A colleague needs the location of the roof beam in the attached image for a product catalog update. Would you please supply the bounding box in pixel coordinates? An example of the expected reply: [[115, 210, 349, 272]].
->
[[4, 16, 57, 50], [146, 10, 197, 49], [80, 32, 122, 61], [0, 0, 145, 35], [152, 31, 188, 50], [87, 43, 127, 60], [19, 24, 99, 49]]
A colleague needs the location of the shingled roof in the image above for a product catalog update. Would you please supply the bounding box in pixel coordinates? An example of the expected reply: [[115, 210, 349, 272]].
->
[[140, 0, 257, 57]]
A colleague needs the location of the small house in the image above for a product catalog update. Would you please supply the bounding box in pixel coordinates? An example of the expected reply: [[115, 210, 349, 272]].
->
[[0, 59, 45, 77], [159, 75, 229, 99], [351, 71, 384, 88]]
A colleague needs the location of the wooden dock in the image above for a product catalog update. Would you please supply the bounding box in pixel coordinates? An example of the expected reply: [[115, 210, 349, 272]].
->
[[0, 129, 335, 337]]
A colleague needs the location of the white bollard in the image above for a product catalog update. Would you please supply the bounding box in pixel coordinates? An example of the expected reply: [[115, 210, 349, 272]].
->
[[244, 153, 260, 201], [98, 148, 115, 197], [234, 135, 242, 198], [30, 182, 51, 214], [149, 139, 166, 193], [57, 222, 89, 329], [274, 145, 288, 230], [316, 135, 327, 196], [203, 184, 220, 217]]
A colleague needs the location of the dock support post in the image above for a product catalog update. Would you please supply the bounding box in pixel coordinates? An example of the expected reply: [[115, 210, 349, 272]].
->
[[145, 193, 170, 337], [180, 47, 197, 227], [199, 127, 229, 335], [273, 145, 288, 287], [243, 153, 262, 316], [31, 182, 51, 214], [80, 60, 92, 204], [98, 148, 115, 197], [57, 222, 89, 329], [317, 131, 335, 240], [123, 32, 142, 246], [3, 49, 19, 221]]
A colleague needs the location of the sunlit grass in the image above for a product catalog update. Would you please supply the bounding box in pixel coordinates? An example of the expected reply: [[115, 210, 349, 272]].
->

## Work order
Could every entry above be printed again, word for word?

## Answer space
A colleague needs the location of the roof beam in the attached image for a product catalog update. Would you please supply the bounding box in pixel coordinates? An example of the expected reply: [[115, 210, 349, 272]].
->
[[4, 16, 57, 50], [146, 10, 197, 49], [80, 32, 122, 61], [0, 0, 145, 35], [152, 31, 188, 50], [87, 43, 127, 60], [19, 24, 99, 49]]
A colleague needs the location of the shingled roof in the image above for a product catalog update. Would you please supply the bounding box in pixel coordinates? An example of the expected reply: [[115, 210, 349, 272]].
->
[[140, 0, 257, 57]]
A colleague needs the location of the small house in the image above for a product catalog update. Would you please supply the bounding box in pixel coordinates? An example of the expected reply: [[115, 210, 349, 272]].
->
[[0, 59, 45, 77], [159, 75, 229, 99], [351, 71, 384, 88]]
A colleague needs the location of the wooden dock in the image above for a product catalog update. Would you please supply the bounding box in pixel coordinates? An example of the expected reply: [[115, 210, 349, 272]].
->
[[0, 129, 335, 337]]
A colleague needs the location of the white bollard in the image above for a product catalog update. Would you please supply the bounding box in pixel coordinates? An example of the expected reply: [[115, 210, 349, 272]].
->
[[244, 153, 260, 201], [98, 148, 115, 197], [234, 135, 242, 198], [30, 182, 51, 214], [149, 139, 166, 193], [57, 222, 89, 329], [274, 145, 288, 230], [316, 135, 327, 196], [203, 184, 220, 217]]
A colleague needs the location of the dock support post in the image above for a product catalog update. Would you please supply the bounding box in pixel coordinates? An example of the expected reply: [[115, 210, 349, 272]].
->
[[145, 193, 170, 337], [180, 47, 197, 227], [199, 127, 229, 335], [273, 145, 288, 287], [243, 153, 262, 316], [31, 182, 51, 214], [80, 60, 92, 204], [98, 148, 115, 197], [57, 222, 89, 329], [317, 131, 335, 240], [123, 32, 142, 246], [3, 49, 19, 221]]
A colleague needs the location of the sunlit grass in the image above for a product catalog update. Would you please supply the bounding box in pixel coordinates? An example of the expected reply: [[115, 210, 349, 272]].
->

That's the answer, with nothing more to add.